**How to complete this task:** Word for word, copy the line containing "Task: For every instance of the car wheel" and each line after it in the records below, ending with the last line.

**Records:**
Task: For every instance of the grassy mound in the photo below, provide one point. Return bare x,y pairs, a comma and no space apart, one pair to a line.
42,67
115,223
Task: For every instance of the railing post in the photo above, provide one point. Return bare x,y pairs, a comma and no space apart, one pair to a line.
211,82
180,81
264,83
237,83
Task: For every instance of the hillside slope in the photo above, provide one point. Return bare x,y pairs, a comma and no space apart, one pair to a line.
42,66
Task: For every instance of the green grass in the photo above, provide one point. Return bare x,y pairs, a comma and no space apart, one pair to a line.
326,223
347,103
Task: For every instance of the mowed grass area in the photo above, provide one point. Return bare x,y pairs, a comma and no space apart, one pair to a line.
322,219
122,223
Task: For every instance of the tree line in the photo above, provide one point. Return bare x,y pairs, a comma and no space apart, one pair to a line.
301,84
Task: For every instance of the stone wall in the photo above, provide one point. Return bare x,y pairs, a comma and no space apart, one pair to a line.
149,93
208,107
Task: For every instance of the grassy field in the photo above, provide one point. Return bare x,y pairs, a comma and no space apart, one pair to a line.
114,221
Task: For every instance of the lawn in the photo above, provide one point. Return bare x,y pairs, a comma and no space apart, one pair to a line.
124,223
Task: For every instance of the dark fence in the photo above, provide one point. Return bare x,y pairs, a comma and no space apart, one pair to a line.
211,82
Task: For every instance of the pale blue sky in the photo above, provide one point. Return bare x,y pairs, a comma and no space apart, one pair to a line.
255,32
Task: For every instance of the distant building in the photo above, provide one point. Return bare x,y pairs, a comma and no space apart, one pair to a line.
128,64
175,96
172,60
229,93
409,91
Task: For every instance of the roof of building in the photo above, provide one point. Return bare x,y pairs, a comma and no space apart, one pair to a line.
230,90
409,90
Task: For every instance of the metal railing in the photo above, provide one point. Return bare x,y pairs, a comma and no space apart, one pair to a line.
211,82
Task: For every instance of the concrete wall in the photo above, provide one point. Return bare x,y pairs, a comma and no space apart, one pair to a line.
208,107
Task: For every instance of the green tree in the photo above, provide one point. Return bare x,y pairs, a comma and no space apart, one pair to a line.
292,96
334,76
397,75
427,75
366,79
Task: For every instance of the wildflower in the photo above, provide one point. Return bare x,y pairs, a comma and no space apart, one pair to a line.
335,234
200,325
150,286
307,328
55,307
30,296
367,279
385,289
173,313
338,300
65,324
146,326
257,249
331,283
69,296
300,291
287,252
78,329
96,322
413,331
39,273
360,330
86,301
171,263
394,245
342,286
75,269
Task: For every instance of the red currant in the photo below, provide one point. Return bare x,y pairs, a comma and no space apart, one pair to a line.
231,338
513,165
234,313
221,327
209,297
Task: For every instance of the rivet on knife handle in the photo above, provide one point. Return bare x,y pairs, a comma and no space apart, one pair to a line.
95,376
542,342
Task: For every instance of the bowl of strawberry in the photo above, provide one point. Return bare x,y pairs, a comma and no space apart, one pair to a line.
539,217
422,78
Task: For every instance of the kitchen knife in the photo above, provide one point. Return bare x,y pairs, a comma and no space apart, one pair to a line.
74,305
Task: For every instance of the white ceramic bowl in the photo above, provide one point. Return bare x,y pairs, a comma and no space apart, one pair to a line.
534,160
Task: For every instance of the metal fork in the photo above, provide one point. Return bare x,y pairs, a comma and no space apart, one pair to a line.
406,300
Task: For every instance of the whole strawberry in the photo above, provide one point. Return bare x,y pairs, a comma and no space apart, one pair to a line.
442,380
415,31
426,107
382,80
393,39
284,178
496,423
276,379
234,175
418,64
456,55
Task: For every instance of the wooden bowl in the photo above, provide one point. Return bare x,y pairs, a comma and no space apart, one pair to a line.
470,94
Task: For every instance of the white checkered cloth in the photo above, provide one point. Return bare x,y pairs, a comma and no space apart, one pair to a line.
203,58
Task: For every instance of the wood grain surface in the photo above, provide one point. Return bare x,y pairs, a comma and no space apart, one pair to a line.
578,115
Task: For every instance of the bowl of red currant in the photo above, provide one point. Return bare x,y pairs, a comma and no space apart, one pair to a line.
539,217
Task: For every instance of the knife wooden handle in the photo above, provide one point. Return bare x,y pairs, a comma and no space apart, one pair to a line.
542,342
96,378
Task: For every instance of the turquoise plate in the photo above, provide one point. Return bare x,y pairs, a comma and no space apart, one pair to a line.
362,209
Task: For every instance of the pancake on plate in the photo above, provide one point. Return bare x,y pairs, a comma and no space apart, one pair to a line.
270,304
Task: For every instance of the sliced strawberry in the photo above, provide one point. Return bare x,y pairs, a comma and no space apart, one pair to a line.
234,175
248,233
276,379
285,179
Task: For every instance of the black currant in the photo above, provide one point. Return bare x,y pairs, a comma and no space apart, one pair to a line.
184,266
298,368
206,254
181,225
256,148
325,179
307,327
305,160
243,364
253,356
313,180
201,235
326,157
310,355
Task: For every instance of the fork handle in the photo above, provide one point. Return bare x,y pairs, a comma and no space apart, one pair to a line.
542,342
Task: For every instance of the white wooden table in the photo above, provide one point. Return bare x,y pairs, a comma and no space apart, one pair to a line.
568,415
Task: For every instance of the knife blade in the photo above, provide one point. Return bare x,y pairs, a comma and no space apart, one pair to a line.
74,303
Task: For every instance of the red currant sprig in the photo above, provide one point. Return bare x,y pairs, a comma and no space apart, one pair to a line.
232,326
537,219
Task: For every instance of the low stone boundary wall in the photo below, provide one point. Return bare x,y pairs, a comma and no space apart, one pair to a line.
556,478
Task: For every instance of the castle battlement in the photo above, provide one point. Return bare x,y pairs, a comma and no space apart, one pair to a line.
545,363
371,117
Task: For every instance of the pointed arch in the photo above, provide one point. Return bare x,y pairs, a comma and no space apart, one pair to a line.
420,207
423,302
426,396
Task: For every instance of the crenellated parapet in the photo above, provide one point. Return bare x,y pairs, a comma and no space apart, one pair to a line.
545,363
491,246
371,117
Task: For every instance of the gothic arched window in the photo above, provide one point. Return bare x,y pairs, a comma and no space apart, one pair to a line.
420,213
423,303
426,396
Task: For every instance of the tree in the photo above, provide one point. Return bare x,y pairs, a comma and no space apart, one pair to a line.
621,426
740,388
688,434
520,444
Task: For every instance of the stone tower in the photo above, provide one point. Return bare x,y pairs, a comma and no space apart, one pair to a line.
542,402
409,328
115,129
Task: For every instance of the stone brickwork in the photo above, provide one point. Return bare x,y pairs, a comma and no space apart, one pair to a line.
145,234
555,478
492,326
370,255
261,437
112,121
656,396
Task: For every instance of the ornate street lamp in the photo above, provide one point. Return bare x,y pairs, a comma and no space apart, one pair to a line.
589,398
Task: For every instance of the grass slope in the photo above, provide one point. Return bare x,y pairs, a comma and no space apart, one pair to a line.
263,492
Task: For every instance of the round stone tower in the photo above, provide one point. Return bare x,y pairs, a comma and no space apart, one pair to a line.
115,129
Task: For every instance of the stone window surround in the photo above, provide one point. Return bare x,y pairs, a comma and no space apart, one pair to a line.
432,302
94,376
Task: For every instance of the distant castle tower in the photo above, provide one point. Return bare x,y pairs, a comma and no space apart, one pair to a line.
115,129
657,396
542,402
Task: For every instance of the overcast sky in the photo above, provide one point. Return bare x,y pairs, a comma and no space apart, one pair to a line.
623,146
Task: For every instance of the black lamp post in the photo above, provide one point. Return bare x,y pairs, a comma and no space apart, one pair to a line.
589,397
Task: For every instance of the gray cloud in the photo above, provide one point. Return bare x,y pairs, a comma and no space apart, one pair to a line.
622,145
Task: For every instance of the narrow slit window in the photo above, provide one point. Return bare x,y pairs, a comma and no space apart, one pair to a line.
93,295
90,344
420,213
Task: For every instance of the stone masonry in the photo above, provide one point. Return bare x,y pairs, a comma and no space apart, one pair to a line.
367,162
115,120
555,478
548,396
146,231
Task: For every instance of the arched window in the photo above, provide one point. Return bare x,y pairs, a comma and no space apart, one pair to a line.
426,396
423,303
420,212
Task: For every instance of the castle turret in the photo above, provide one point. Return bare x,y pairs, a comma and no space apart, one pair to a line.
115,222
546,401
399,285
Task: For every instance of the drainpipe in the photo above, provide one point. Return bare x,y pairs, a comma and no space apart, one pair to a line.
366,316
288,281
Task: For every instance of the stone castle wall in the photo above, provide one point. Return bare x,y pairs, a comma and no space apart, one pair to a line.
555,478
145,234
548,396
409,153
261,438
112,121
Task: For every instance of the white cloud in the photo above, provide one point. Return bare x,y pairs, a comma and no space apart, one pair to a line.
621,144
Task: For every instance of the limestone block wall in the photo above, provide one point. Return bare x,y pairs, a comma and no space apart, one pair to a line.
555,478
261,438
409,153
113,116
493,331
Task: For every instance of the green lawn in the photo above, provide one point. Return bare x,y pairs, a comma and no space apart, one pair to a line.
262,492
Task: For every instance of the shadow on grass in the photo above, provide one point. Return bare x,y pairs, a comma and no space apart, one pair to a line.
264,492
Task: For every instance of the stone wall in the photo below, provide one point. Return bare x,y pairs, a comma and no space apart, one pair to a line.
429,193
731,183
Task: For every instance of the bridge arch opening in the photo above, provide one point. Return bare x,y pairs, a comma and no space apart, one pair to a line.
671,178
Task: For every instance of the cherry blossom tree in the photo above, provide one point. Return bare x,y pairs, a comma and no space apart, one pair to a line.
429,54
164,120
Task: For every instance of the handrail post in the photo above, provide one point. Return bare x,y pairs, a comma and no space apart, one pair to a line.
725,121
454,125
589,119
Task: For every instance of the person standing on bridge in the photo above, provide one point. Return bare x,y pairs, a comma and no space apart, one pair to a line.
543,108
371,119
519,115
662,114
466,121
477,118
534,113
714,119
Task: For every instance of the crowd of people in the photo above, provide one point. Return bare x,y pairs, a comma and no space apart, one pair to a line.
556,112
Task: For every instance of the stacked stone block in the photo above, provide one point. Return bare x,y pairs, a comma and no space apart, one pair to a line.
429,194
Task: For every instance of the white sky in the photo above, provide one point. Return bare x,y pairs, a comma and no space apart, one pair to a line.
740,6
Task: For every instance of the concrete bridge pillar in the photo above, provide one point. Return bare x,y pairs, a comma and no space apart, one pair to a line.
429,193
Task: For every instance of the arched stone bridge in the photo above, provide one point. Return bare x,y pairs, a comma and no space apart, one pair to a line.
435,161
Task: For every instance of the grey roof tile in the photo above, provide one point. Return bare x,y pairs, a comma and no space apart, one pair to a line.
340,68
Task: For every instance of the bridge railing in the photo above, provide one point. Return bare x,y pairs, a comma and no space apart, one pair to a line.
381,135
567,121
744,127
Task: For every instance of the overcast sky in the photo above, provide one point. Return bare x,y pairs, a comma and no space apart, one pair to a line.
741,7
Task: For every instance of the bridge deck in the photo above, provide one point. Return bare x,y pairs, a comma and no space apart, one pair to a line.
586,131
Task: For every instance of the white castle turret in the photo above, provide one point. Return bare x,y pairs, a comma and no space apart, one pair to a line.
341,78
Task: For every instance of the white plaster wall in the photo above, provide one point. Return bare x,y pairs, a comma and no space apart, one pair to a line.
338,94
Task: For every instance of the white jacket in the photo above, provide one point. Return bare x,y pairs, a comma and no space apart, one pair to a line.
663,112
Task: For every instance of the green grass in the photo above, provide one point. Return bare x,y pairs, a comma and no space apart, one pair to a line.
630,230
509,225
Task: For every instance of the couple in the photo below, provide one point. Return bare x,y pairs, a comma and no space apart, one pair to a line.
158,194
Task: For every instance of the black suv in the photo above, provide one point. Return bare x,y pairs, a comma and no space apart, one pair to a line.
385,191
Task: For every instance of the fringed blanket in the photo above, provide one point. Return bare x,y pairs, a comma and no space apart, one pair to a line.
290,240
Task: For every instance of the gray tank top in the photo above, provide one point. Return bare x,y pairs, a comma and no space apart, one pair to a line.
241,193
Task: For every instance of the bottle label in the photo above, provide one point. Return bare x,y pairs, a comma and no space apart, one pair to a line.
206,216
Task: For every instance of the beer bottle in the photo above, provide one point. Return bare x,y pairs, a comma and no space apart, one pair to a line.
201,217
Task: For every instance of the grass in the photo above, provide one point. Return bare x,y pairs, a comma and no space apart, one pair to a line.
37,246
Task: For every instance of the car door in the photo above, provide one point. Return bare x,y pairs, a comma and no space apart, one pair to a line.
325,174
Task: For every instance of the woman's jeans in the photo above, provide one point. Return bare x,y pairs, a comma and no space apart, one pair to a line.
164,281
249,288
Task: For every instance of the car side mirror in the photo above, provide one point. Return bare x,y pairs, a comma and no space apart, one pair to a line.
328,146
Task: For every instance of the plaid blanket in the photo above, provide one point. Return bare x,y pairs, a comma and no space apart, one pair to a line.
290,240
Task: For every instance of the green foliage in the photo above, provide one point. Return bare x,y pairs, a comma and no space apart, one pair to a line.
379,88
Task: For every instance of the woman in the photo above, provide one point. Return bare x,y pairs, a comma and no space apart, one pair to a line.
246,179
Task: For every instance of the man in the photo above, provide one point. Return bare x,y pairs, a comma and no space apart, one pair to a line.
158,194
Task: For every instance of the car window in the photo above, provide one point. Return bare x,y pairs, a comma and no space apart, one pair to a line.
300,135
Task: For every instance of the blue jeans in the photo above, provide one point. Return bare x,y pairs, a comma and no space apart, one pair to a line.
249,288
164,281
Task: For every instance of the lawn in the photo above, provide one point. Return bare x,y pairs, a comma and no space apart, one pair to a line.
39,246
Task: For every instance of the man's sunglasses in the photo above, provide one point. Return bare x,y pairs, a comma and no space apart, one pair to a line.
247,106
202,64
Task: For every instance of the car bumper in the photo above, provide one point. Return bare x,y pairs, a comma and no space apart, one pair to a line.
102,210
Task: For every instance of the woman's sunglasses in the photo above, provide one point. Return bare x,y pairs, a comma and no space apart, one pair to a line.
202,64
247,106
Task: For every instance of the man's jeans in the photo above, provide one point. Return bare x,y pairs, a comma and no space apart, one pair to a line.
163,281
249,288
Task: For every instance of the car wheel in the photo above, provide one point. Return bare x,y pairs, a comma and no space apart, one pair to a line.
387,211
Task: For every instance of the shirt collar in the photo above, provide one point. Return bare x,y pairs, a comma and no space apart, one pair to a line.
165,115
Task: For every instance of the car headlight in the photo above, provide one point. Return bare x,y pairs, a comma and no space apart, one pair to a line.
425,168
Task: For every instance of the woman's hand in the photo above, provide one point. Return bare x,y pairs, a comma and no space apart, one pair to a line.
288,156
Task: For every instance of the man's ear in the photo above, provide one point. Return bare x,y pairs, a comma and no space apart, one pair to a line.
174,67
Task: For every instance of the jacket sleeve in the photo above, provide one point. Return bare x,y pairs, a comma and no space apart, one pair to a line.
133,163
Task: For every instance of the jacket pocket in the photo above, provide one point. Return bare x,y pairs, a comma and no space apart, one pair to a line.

**Solution to the problem:**
Task: For every instance of the car wheel in the photo above, provide one point. Return bare x,y pairs, a comma and no space apart, one pair to a line.
387,211
Task: For every instance of the shirt collar in the photo above, provide one point. Return bare x,y pairs, a comma and no space apart, one pair to a line.
165,115
Task: For every instance of the car headlight in the photo above, provide one point. Return bare x,y pairs, a comma and no space apart, one pair to a line.
425,168
Task: For every instance of the woman's hand in the photo above, provide one point. Return bare x,y pairs, a comma and no space apart, one pair to a line.
288,156
Task: For every instance of the man's ear in the photo above, provide one point. Return bare x,y pairs, a comma and no space apart, one pair to a line.
174,67
Task: For every instance of the jacket sleeve in the photo above, provide one point. Return bare x,y pairs, a comma and no space apart, one pair to a line.
133,163
Task: For every instance of the jacket pocket in the photo above, provide one point. Return bare x,y pairs, a comma and no space apart, one pair to a line.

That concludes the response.